[Task details]
Each line of the records that holds "before" should be shown in full.

────────

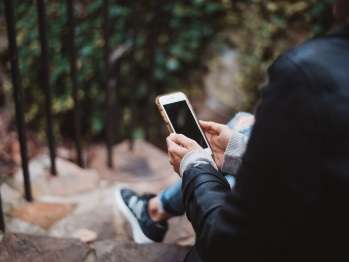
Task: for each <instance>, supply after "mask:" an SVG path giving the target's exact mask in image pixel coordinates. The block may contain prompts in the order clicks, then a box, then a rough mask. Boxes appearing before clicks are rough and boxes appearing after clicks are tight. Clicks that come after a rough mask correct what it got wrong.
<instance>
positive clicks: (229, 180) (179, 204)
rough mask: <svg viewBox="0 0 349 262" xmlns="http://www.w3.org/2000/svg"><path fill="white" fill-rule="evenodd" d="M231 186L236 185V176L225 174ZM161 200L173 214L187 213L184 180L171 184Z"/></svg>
mask: <svg viewBox="0 0 349 262" xmlns="http://www.w3.org/2000/svg"><path fill="white" fill-rule="evenodd" d="M225 178H226V179H227V181H228V183H229V185H230V187H231V188H233V187H234V185H235V177H233V176H232V175H227V176H225ZM160 202H161V204H162V208H163V209H164V210H165V211H166V213H167V214H169V215H171V216H181V215H184V213H185V208H184V206H183V200H182V180H179V181H177V182H176V183H175V184H174V185H172V186H169V187H168V188H166V189H165V190H164V191H162V192H161V193H160Z"/></svg>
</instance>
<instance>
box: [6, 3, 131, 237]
mask: <svg viewBox="0 0 349 262" xmlns="http://www.w3.org/2000/svg"><path fill="white" fill-rule="evenodd" d="M74 2H75V1H74V0H66V8H67V23H68V36H69V37H68V45H69V52H70V53H69V64H70V81H71V85H72V96H73V101H74V142H75V150H76V155H77V164H78V165H79V166H81V167H83V166H84V161H83V155H82V143H81V140H82V139H81V123H80V119H81V118H80V116H81V107H80V101H79V83H78V80H77V50H76V42H75V35H76V32H75V31H76V19H75V16H74V5H75V3H74ZM3 4H4V8H5V9H4V10H5V18H6V29H7V37H8V51H9V58H10V65H11V81H12V89H13V99H14V105H15V120H16V128H17V134H18V140H19V144H20V156H21V166H22V171H23V177H24V179H23V181H24V197H25V199H26V200H27V201H32V200H33V197H32V192H31V182H30V170H29V167H28V164H29V163H28V149H27V136H26V126H25V118H24V111H23V102H24V98H23V88H22V81H21V79H22V78H21V72H20V69H19V64H18V46H17V42H16V21H15V15H14V14H15V10H14V3H13V1H12V0H3ZM102 8H103V9H102V13H103V24H102V25H101V27H102V30H103V38H104V43H105V45H104V61H103V63H104V65H105V79H104V81H105V83H104V84H105V86H106V90H105V93H106V96H105V97H106V101H105V102H106V150H107V165H108V166H109V167H110V168H112V167H113V161H112V153H113V152H112V150H113V140H114V130H113V124H112V123H113V119H111V117H113V112H114V108H115V104H114V101H113V97H114V96H115V94H114V92H115V90H114V89H115V86H114V82H113V81H110V78H111V77H110V75H111V73H110V72H111V68H110V67H111V66H110V61H109V57H110V53H111V50H110V44H109V42H110V41H109V39H110V30H111V29H110V26H109V24H110V21H109V19H110V17H109V14H108V13H109V12H108V10H109V0H103V7H102ZM36 10H37V15H38V32H39V34H38V35H39V42H40V50H41V54H40V79H41V80H40V87H41V90H42V93H43V94H44V96H45V120H46V121H45V123H46V134H47V144H48V150H49V156H50V163H51V166H50V171H51V174H52V175H59V174H58V173H57V168H56V143H55V137H54V132H53V116H52V108H51V107H52V92H51V86H50V67H49V57H50V56H49V54H48V46H49V43H48V37H47V14H46V4H45V0H36ZM131 140H132V139H131ZM0 230H1V231H4V230H5V221H4V216H3V211H2V203H1V192H0Z"/></svg>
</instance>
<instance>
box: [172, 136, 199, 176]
mask: <svg viewBox="0 0 349 262" xmlns="http://www.w3.org/2000/svg"><path fill="white" fill-rule="evenodd" d="M166 142H167V151H168V156H169V158H170V163H171V165H172V166H173V169H174V170H175V171H176V172H177V173H178V174H179V167H180V164H181V161H182V159H183V157H184V156H185V154H186V153H188V152H190V151H193V150H198V149H202V148H201V146H200V145H199V144H198V143H196V142H195V141H194V140H192V139H190V138H188V137H186V136H184V135H179V134H171V135H169V136H168V137H167V138H166Z"/></svg>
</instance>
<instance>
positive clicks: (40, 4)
mask: <svg viewBox="0 0 349 262" xmlns="http://www.w3.org/2000/svg"><path fill="white" fill-rule="evenodd" d="M36 3H37V12H38V24H39V37H40V45H41V72H40V78H41V88H42V90H43V92H44V94H45V114H46V132H47V140H48V147H49V152H50V160H51V174H53V175H56V174H57V170H56V149H55V139H54V135H53V128H52V109H51V105H52V98H51V97H52V95H51V87H50V71H49V59H48V44H47V35H46V30H47V17H46V7H45V0H37V1H36Z"/></svg>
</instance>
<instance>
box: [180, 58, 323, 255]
mask: <svg viewBox="0 0 349 262" xmlns="http://www.w3.org/2000/svg"><path fill="white" fill-rule="evenodd" d="M268 74H269V84H268V85H267V86H266V88H264V91H263V94H262V102H261V104H260V106H259V108H258V110H257V113H256V122H255V125H254V128H253V131H252V134H251V138H250V141H249V143H248V146H247V149H246V153H245V155H244V157H243V160H242V165H241V167H240V169H239V171H238V174H237V184H236V186H235V188H234V190H233V191H231V190H230V189H229V187H228V186H227V183H226V182H225V180H224V177H223V176H222V175H221V174H220V173H218V172H217V171H216V170H215V169H214V168H212V167H210V166H209V165H205V166H198V167H192V168H190V169H188V170H186V171H185V172H184V175H183V187H182V190H183V201H184V205H185V208H186V212H187V216H188V218H189V220H190V221H191V223H192V225H193V228H194V230H195V232H196V249H197V252H198V254H199V255H200V257H201V259H202V260H203V261H224V260H222V259H221V260H219V259H217V258H219V257H221V258H229V257H230V258H232V259H234V260H231V261H252V259H257V258H258V260H259V261H260V260H263V259H261V256H262V255H261V254H262V253H263V252H264V251H263V250H262V248H261V246H263V245H265V246H268V245H269V246H274V247H277V245H279V244H280V243H282V234H283V233H286V232H282V230H283V228H289V230H292V229H293V228H296V227H297V223H302V219H303V218H304V217H303V216H302V214H304V212H303V208H304V209H306V208H307V206H306V205H307V204H306V203H304V202H303V198H299V199H298V198H297V192H299V191H301V192H311V193H310V194H313V195H309V196H307V197H308V198H309V199H311V198H312V197H313V198H316V192H317V191H316V190H317V180H316V179H313V177H311V176H309V178H306V180H304V179H305V178H304V177H301V175H297V174H298V173H299V172H298V171H299V167H302V168H303V171H302V174H303V172H307V171H309V172H310V173H312V172H311V170H307V169H308V166H311V164H312V163H307V162H306V161H309V158H307V154H310V153H311V152H309V151H308V148H310V146H309V143H311V141H312V139H311V134H310V133H309V132H310V131H309V130H310V129H311V128H312V127H313V126H314V124H315V123H314V117H313V114H314V112H313V103H312V101H311V98H310V97H311V96H310V94H309V93H310V89H311V88H310V84H309V81H308V78H307V75H306V73H305V72H304V71H303V70H302V68H301V67H300V66H298V65H297V64H296V63H295V62H293V61H292V60H291V59H290V58H288V57H287V56H283V57H281V58H279V59H278V60H277V61H276V62H275V63H274V64H273V65H272V66H271V68H270V69H269V71H268ZM300 145H302V149H301V150H300ZM307 159H308V160H307ZM295 163H296V164H295ZM293 193H294V196H295V197H294V198H293V197H292V194H293ZM281 205H284V206H287V209H285V210H283V209H280V208H279V207H280V206H281ZM289 214H291V215H290V216H288V215H289ZM295 214H299V215H295ZM280 221H281V222H280ZM286 225H287V226H286ZM273 227H274V228H275V230H274V229H273ZM277 228H278V229H280V230H281V232H280V236H279V235H277V234H279V233H276V232H278V230H277ZM280 230H279V231H280ZM291 234H292V232H291ZM255 261H257V260H255Z"/></svg>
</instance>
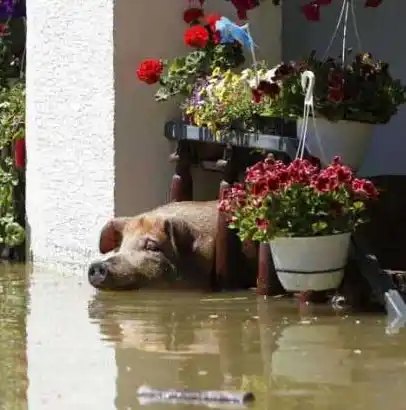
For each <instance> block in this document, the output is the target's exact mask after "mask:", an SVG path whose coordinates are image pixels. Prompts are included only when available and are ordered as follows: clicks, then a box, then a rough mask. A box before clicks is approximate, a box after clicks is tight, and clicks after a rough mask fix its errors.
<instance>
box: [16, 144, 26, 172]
mask: <svg viewBox="0 0 406 410" xmlns="http://www.w3.org/2000/svg"><path fill="white" fill-rule="evenodd" d="M14 164H15V167H16V168H17V169H23V168H24V166H25V138H21V139H18V140H16V141H15V143H14Z"/></svg>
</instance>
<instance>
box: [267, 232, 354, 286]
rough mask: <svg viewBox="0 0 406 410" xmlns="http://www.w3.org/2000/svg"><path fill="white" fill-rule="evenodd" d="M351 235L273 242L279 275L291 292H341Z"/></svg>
mask: <svg viewBox="0 0 406 410" xmlns="http://www.w3.org/2000/svg"><path fill="white" fill-rule="evenodd" d="M350 237H351V234H350V233H344V234H338V235H327V236H313V237H305V238H276V239H274V240H272V241H271V242H270V247H271V252H272V257H273V261H274V265H275V270H276V274H277V275H278V278H279V280H280V282H281V284H282V286H283V287H284V289H285V290H286V291H288V292H305V291H310V290H314V291H322V290H329V289H337V288H338V286H339V285H340V283H341V281H342V279H343V276H344V268H345V265H346V263H347V258H348V249H349V244H350Z"/></svg>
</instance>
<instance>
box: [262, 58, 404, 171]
mask: <svg viewBox="0 0 406 410" xmlns="http://www.w3.org/2000/svg"><path fill="white" fill-rule="evenodd" d="M306 70H310V71H312V72H313V73H314V74H315V87H314V90H313V98H314V109H315V114H316V121H315V122H312V121H309V128H308V139H307V143H308V148H309V150H310V152H311V153H312V154H313V155H315V156H317V157H319V158H320V159H322V160H323V162H324V163H325V164H326V163H327V162H329V161H331V159H332V158H333V157H334V156H335V155H340V156H341V157H342V158H343V161H344V162H345V163H346V164H348V165H350V166H351V167H353V168H354V169H357V168H358V167H359V166H360V165H361V163H362V160H363V157H364V154H365V152H366V150H367V148H368V146H369V143H370V138H371V136H372V132H373V127H374V125H375V124H386V123H388V122H389V121H390V119H391V118H392V117H393V116H394V115H395V114H396V113H397V111H398V107H399V106H400V105H402V104H404V103H405V102H406V87H405V86H404V85H402V83H401V82H400V80H398V79H394V78H393V77H392V75H391V74H390V72H389V64H388V63H385V62H383V61H380V60H374V59H373V58H372V56H371V54H369V53H364V54H357V55H355V57H354V58H353V59H352V60H350V61H349V62H348V63H346V64H345V65H344V66H343V65H342V64H341V61H340V60H338V59H334V58H328V59H325V60H321V59H318V58H316V56H315V53H314V52H312V53H311V54H310V55H309V57H308V58H306V59H305V60H303V61H300V62H290V63H288V64H281V65H279V66H278V67H277V68H276V71H275V74H274V76H273V77H272V79H271V80H270V81H271V82H272V81H274V82H277V83H278V84H279V85H280V87H281V93H280V97H279V98H278V99H276V100H273V101H272V105H271V106H270V107H269V109H270V111H272V112H273V114H274V115H278V116H282V117H289V118H296V119H297V126H298V129H301V127H302V115H303V104H304V97H305V90H303V89H302V86H301V80H302V79H301V76H302V73H303V72H304V71H306ZM314 124H316V127H317V129H315V126H314ZM316 131H317V133H318V136H319V137H320V138H317V135H316ZM320 143H321V147H320ZM323 157H325V158H323Z"/></svg>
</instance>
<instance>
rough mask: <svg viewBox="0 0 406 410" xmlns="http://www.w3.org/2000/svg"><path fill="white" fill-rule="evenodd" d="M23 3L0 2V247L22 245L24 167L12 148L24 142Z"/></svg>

────────

[Written response]
Task: for each <instance>, supply after "mask:" an SVG path giving the target's exact mask in image pixel coordinates. The block may contain prompts in the order clicks, then a box, then a rough mask. Boxes appearing before clicks are rough and boxes appearing after clicks are tight. Clicks that come after a rough mask correct what it got wrong.
For each <instance> block in this document, the output is the target's exact mask after "mask:", an SVG path whose coordinates are image pixels. Prompts are included only when available and are ordered as follows: clicks, then a box, then a rough mask. A box before clicks is approximate, a box after clicks is tight, and clicks after a rough mask fix its errors.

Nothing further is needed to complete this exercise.